• _DIRECTIONS FOR THIS TASK_:
Could you rewrite the listing from the line with "Practice. Locate the elderly" through the end of the listing, replacing "Practice" with "Exercise" and leaving everything else unchanged?
BEGIN AVAILABLE RECORDS
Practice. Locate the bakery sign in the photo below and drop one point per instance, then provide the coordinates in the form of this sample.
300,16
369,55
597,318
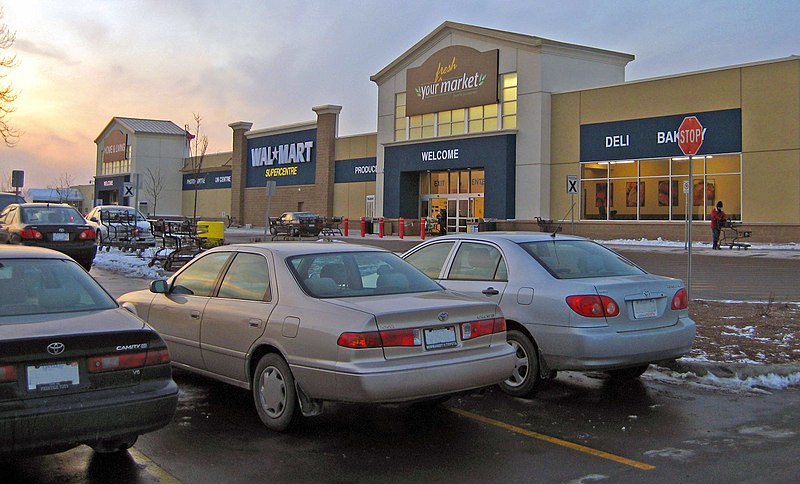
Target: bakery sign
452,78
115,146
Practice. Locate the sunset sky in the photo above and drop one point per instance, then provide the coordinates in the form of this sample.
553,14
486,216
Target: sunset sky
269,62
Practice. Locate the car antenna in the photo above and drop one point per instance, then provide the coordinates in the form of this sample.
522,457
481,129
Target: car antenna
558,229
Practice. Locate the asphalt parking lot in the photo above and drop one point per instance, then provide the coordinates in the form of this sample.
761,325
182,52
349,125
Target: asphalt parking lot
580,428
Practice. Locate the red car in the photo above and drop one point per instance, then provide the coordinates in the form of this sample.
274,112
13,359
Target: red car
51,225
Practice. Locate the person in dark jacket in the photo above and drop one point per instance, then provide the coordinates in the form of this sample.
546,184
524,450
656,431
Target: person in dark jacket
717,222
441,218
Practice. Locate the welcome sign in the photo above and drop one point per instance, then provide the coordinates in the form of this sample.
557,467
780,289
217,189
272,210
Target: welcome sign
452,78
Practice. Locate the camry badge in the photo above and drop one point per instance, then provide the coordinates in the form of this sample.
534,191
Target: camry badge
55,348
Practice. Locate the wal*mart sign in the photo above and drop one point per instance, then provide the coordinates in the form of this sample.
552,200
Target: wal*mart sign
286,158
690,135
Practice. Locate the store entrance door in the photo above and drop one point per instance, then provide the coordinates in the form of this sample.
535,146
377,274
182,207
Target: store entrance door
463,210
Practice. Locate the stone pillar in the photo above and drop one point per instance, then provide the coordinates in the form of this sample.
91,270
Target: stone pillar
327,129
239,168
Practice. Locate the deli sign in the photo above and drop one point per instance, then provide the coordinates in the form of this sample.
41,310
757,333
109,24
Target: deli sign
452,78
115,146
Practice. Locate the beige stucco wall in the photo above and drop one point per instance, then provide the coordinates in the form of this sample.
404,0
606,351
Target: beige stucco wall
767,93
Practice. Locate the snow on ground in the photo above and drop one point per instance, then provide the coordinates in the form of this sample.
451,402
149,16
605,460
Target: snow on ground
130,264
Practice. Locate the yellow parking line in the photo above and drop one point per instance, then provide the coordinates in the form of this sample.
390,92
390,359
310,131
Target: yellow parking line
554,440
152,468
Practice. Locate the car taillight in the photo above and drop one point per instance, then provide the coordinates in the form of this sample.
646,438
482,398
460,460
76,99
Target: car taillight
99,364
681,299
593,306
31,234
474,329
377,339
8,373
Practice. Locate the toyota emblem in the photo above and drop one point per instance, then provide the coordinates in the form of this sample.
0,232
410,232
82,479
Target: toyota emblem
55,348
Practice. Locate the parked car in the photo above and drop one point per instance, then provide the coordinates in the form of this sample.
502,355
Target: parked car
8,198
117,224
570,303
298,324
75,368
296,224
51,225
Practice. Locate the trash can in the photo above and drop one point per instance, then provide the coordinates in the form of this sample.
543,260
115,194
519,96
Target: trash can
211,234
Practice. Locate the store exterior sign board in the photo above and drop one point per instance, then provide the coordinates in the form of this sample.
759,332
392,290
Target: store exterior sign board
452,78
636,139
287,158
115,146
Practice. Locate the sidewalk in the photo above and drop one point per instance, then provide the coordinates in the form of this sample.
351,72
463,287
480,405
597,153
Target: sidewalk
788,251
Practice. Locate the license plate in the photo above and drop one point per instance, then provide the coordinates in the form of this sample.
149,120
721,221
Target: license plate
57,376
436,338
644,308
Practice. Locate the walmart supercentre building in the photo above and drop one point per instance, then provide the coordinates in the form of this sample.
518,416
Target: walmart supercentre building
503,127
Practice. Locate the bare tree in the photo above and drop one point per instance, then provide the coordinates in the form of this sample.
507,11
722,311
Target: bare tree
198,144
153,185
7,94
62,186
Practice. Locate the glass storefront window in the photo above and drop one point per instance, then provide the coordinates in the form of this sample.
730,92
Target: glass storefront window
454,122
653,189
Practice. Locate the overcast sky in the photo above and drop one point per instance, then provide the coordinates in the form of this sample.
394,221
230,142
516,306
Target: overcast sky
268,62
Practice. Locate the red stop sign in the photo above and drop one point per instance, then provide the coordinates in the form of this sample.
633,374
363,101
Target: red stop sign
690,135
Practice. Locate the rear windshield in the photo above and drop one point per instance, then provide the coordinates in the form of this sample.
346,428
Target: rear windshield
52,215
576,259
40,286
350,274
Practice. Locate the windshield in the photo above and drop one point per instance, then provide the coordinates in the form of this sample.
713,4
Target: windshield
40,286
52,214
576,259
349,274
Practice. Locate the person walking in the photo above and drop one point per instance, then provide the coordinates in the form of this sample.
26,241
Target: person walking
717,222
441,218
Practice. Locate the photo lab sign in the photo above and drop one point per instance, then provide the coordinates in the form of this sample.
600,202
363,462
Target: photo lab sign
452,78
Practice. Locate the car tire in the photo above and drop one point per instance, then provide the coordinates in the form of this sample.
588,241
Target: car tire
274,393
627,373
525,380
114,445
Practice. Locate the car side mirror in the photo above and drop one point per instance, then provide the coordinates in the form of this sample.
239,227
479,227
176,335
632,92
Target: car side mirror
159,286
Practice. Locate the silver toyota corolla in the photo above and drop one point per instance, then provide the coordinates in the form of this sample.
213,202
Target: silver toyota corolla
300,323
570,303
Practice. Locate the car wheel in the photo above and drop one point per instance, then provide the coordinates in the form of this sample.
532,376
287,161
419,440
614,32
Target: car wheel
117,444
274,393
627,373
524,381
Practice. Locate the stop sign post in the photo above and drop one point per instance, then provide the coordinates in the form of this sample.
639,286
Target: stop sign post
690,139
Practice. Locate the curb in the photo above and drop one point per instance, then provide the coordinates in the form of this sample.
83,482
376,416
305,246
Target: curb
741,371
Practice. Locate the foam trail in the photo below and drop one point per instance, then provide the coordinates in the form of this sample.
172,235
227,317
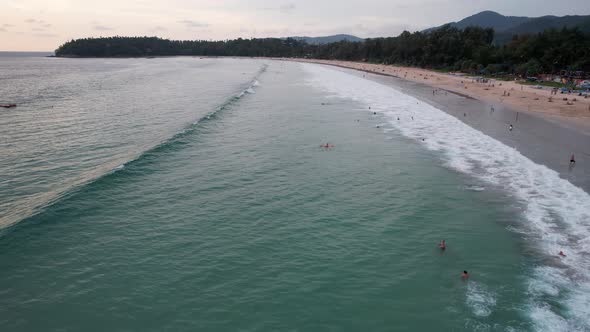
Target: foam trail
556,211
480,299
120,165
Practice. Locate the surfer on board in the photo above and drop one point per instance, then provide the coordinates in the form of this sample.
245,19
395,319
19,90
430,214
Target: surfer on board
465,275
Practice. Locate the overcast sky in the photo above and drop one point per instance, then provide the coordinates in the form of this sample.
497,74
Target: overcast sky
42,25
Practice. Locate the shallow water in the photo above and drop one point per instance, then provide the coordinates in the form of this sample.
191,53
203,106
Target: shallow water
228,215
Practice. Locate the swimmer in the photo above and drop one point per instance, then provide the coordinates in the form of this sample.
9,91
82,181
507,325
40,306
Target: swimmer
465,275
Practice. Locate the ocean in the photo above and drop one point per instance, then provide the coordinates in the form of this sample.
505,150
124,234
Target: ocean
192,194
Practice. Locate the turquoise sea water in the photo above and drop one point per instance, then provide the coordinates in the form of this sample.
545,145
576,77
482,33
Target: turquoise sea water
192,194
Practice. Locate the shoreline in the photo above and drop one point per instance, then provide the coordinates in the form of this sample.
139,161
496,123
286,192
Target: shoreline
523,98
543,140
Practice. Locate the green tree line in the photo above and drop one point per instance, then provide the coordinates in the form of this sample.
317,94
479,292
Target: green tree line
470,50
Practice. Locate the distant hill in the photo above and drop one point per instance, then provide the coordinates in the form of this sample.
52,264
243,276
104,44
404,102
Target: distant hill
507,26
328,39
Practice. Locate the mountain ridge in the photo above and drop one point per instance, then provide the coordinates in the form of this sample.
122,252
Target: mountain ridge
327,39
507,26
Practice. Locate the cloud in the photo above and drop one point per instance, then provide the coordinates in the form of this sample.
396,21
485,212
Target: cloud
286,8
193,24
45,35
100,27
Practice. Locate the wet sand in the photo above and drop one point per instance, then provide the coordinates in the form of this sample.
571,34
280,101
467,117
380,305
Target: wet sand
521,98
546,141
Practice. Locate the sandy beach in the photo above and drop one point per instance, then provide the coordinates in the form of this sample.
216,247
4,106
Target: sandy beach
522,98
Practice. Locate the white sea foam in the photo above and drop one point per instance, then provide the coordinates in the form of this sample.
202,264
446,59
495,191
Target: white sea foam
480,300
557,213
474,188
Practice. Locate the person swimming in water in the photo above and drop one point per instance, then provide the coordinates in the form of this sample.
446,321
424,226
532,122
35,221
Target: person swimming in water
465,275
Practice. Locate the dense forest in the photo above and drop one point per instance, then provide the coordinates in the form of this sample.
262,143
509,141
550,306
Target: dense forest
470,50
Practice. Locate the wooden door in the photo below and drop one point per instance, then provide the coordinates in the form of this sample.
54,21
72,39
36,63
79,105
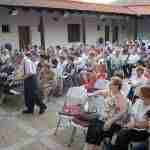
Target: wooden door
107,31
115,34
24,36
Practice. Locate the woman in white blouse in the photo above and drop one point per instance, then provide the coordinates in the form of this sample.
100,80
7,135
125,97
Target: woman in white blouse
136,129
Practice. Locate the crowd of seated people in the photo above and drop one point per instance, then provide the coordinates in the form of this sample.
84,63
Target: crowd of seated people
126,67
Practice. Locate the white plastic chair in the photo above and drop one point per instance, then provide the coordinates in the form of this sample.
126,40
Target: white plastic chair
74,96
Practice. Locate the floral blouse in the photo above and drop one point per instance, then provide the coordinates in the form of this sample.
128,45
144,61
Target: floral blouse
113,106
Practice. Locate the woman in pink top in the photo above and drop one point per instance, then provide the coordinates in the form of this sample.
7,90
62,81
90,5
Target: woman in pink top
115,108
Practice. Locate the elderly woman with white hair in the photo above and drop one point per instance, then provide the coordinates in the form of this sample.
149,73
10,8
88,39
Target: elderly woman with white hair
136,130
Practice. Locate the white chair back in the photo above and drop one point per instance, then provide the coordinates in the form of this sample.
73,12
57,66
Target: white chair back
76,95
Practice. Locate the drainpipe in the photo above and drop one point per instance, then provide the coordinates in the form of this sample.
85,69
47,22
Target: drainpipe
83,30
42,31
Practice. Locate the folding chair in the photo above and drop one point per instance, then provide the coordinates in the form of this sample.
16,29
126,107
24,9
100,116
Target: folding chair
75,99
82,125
END AVAILABLE RECORDS
• _RESULT FOR THIS TASK_:
Exercise. Locate the elderly woman with white hair in the photo above and drop one point per instance, then provide the coordinates in the form of this sample.
149,73
10,8
88,39
Target: elderly woman with white hair
136,130
Exercise. Locate the white chair back in the photo above and drop one point per instance, then provide the coordinates in the form of this sample.
73,12
57,66
Target: white chair back
76,95
Exercise. Locate the drainpipe in the photo above and drop one point per instance, then provide the coordinates in the form of this sample.
85,69
47,22
Target: drainpipe
83,30
42,31
Exercise. Locate the folding chair in the photo above and drop one point per instance, then provide the coordinates in the form of this sample.
16,29
126,107
24,9
100,116
Target: folding chair
75,99
82,125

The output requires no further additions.